- [課題の目的]: 次の資料から、「playhouse」という語を含む行をすべて抜き出してください。

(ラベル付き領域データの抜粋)

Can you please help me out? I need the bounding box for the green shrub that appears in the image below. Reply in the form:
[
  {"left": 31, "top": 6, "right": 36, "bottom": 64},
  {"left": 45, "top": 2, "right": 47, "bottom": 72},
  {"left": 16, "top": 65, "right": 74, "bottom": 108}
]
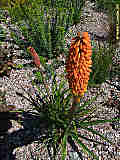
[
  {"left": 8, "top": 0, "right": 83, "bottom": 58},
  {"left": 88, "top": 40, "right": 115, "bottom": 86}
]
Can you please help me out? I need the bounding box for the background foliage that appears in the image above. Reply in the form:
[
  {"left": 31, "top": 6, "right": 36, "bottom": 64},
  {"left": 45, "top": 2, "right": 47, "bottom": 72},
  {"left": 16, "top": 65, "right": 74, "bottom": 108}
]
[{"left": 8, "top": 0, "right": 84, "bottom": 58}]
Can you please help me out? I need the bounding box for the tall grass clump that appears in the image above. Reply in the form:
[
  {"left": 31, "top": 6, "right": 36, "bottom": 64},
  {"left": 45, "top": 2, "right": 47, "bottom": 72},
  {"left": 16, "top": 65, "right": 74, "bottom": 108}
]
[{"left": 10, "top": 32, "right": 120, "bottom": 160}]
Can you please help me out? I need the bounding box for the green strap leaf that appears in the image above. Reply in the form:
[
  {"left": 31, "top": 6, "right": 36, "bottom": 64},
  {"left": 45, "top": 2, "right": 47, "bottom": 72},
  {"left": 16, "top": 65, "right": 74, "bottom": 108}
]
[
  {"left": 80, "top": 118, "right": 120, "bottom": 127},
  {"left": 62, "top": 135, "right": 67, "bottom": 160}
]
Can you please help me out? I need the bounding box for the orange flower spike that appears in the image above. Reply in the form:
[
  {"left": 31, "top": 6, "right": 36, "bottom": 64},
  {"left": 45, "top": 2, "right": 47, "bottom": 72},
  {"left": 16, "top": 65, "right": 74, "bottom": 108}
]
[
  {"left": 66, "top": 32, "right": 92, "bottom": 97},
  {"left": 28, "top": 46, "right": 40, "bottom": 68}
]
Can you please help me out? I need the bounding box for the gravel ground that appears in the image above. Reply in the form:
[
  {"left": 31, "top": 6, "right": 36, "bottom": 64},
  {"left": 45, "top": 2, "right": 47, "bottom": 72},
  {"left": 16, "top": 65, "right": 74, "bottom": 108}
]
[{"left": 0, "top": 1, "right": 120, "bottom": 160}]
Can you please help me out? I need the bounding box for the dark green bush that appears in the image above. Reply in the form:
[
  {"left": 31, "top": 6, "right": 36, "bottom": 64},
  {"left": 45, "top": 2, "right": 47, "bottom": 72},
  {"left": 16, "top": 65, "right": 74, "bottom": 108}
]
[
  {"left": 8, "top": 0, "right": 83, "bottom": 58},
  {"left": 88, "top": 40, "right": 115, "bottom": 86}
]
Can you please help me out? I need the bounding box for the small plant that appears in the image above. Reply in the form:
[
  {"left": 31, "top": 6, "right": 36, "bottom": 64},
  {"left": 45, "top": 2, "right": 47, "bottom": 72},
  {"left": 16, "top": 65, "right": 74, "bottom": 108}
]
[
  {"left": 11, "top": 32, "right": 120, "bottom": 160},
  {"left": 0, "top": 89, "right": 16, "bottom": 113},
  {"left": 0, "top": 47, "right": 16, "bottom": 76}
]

* * *

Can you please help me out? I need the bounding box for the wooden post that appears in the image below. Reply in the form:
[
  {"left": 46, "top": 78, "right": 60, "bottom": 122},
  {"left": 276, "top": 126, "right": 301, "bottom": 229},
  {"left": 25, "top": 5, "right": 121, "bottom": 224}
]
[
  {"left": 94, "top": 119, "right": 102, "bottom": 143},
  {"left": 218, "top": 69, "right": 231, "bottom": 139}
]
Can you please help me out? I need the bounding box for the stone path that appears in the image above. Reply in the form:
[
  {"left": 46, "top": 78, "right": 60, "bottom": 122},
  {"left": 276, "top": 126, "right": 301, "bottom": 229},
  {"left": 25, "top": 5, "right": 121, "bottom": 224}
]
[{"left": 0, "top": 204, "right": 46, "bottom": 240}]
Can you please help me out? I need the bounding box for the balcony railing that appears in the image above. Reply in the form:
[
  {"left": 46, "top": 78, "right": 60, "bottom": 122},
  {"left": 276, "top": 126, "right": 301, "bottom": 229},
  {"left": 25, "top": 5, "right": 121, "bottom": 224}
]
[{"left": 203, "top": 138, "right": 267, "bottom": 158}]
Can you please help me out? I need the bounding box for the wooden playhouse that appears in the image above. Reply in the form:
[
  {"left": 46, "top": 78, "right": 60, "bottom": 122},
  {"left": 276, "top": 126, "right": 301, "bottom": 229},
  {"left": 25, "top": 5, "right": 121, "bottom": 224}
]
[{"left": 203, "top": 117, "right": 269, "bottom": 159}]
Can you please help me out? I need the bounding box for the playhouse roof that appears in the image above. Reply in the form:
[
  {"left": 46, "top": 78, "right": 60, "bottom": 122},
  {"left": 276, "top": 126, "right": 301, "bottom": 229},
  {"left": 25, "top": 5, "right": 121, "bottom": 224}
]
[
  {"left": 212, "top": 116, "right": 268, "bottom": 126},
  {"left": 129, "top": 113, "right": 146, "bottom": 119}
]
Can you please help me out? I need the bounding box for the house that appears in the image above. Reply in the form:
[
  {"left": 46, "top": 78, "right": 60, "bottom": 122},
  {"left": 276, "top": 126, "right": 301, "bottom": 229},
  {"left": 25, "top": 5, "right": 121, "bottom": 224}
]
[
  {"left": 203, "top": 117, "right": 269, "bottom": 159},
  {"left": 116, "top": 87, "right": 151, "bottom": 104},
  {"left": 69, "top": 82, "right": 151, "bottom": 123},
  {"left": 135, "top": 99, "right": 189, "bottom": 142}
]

* * *

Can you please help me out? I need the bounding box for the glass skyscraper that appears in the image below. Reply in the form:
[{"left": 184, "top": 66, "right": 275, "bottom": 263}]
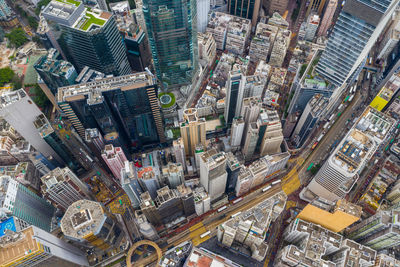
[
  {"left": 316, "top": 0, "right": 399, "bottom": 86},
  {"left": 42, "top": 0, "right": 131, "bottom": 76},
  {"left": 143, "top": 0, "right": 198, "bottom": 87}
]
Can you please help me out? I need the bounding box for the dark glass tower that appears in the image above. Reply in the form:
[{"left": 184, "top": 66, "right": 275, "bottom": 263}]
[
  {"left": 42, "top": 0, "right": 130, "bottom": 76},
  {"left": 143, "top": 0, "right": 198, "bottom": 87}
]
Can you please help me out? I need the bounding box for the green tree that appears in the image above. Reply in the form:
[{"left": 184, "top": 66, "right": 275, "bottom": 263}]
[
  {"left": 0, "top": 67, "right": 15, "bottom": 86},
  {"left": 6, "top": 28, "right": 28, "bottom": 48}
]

- [解答例]:
Can you please help me out? I need the bounding box for the wooden playhouse that appears in the image above. Reply in the form:
Can you please help me out? I need the bounding box for the playhouse roof that appears in the image above. Reply in the form:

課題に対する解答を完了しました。